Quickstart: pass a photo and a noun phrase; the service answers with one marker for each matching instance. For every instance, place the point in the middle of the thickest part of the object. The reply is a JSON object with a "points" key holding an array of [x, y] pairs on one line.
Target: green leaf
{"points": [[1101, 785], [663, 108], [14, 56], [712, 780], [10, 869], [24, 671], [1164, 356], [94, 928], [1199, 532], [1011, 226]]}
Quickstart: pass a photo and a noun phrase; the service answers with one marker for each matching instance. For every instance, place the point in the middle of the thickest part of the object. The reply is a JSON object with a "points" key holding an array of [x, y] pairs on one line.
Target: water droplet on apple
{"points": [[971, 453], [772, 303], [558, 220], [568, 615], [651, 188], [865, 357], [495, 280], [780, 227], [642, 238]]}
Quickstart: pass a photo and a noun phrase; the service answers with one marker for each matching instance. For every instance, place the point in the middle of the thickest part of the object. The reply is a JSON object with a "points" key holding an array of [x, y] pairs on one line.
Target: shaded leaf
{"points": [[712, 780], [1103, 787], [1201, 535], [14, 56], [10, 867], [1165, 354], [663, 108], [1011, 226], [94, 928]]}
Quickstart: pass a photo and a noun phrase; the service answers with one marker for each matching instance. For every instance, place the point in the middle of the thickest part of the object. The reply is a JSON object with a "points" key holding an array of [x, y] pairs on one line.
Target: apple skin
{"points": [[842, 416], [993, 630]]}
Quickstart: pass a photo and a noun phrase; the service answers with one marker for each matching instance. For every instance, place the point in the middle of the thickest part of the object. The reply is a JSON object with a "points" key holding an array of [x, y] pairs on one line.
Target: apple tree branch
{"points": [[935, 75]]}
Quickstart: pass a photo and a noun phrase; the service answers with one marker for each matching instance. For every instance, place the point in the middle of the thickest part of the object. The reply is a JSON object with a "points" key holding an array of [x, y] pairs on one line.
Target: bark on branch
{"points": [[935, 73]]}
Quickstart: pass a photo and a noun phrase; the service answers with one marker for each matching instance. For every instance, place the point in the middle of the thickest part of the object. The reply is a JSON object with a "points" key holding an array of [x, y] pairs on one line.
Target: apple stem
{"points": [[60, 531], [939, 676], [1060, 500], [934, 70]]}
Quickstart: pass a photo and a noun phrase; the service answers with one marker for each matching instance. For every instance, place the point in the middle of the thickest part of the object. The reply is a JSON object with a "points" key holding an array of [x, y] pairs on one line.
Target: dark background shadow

# Stated exercise:
Reproduce, word for word, the lines starting at the beginning of the records and ending at the line that contains "Target: green leaf", with both of those lines included.

# The answer:
Quickstart: pass a photo and a noun phrase; the service answers with one marker for each matching instance. For every instance, place the point in the middle of the thickest part of the object. The reply is a JSON object with a "points" key holding an array of [x, y] pairs on one line.
Target: green leaf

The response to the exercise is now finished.